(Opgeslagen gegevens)

□ □ □

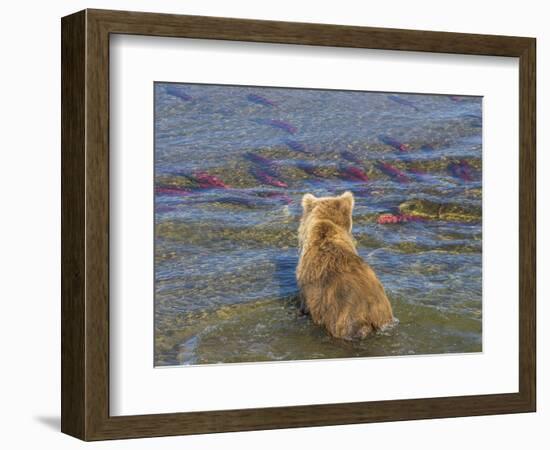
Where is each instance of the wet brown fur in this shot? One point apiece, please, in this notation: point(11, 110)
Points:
point(338, 289)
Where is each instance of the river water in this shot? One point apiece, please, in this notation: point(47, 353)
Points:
point(231, 165)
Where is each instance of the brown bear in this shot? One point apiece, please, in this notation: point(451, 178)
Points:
point(338, 289)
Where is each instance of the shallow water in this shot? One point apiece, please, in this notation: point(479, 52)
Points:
point(226, 247)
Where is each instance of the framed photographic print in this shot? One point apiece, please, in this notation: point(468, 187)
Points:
point(272, 224)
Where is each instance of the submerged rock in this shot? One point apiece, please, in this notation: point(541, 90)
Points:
point(440, 211)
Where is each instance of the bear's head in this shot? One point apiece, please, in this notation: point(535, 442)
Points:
point(335, 209)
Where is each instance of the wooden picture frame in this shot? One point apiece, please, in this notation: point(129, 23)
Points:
point(85, 224)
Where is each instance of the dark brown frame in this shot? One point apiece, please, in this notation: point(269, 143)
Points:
point(85, 224)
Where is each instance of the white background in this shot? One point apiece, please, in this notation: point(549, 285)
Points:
point(30, 240)
point(138, 388)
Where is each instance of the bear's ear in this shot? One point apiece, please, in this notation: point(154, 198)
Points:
point(347, 198)
point(307, 202)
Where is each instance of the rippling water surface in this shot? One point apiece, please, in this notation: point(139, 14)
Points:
point(231, 165)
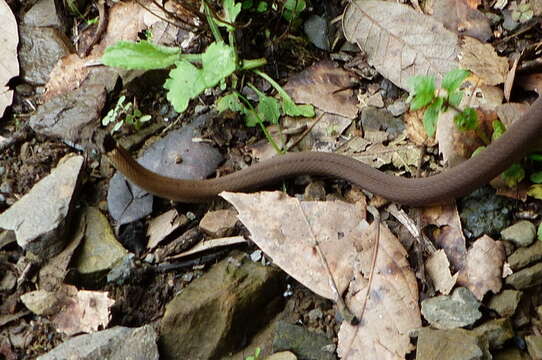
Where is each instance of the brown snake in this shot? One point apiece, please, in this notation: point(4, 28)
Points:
point(453, 183)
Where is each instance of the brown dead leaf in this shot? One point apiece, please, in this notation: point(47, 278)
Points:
point(284, 228)
point(392, 309)
point(400, 42)
point(483, 267)
point(532, 82)
point(9, 63)
point(482, 60)
point(459, 17)
point(82, 311)
point(125, 23)
point(449, 235)
point(438, 269)
point(326, 87)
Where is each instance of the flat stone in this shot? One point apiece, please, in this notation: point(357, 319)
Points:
point(506, 302)
point(444, 344)
point(100, 250)
point(41, 218)
point(219, 223)
point(215, 314)
point(526, 278)
point(118, 343)
point(448, 312)
point(534, 346)
point(521, 234)
point(523, 257)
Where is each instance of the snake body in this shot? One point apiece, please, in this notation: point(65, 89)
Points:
point(452, 183)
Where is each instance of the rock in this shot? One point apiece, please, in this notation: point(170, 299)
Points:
point(448, 312)
point(215, 313)
point(444, 345)
point(219, 223)
point(522, 233)
point(39, 51)
point(42, 217)
point(534, 346)
point(283, 355)
point(523, 257)
point(483, 212)
point(305, 344)
point(506, 302)
point(497, 332)
point(100, 250)
point(511, 354)
point(118, 343)
point(526, 278)
point(45, 13)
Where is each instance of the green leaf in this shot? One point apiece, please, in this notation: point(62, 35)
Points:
point(186, 81)
point(513, 175)
point(292, 9)
point(466, 120)
point(453, 80)
point(141, 55)
point(231, 11)
point(535, 157)
point(422, 91)
point(536, 177)
point(229, 102)
point(455, 98)
point(536, 192)
point(498, 129)
point(430, 116)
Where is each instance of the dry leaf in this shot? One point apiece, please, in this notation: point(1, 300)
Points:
point(285, 229)
point(9, 62)
point(484, 267)
point(482, 60)
point(459, 17)
point(82, 311)
point(326, 87)
point(392, 309)
point(438, 269)
point(449, 235)
point(399, 42)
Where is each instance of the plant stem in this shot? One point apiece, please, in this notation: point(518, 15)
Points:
point(260, 123)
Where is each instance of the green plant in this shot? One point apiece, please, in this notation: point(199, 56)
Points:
point(192, 74)
point(124, 114)
point(255, 356)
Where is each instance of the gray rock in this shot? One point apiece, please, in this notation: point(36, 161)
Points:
point(215, 313)
point(118, 343)
point(506, 302)
point(448, 312)
point(305, 344)
point(453, 344)
point(523, 257)
point(317, 30)
point(525, 278)
point(100, 250)
point(42, 217)
point(39, 51)
point(522, 233)
point(497, 332)
point(534, 346)
point(219, 223)
point(45, 13)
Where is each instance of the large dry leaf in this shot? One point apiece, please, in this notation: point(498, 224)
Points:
point(399, 41)
point(484, 267)
point(286, 229)
point(482, 60)
point(9, 63)
point(392, 309)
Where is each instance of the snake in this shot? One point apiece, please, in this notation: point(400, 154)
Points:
point(455, 182)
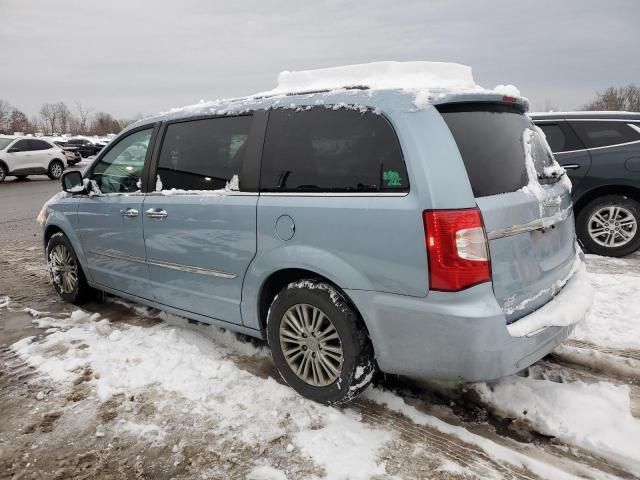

□ □ □

Haal uit de vermeldingen hierboven alle regels waarin het woord "leaf" voorkomt.

Where is each instance of the brown dead leaf in this shot? One point apiece, please, in this notation: point(47, 278)
Where is each instance of the green leaf in this shot? One point apiece, please, in this notation: point(62, 35)
Where is each instance of the dry leaf in this shot? One point apiece, please, in this notation: point(1, 300)
Where is each instance of the large dry leaf in this shot? One point apiece, please, in this notation: point(498, 224)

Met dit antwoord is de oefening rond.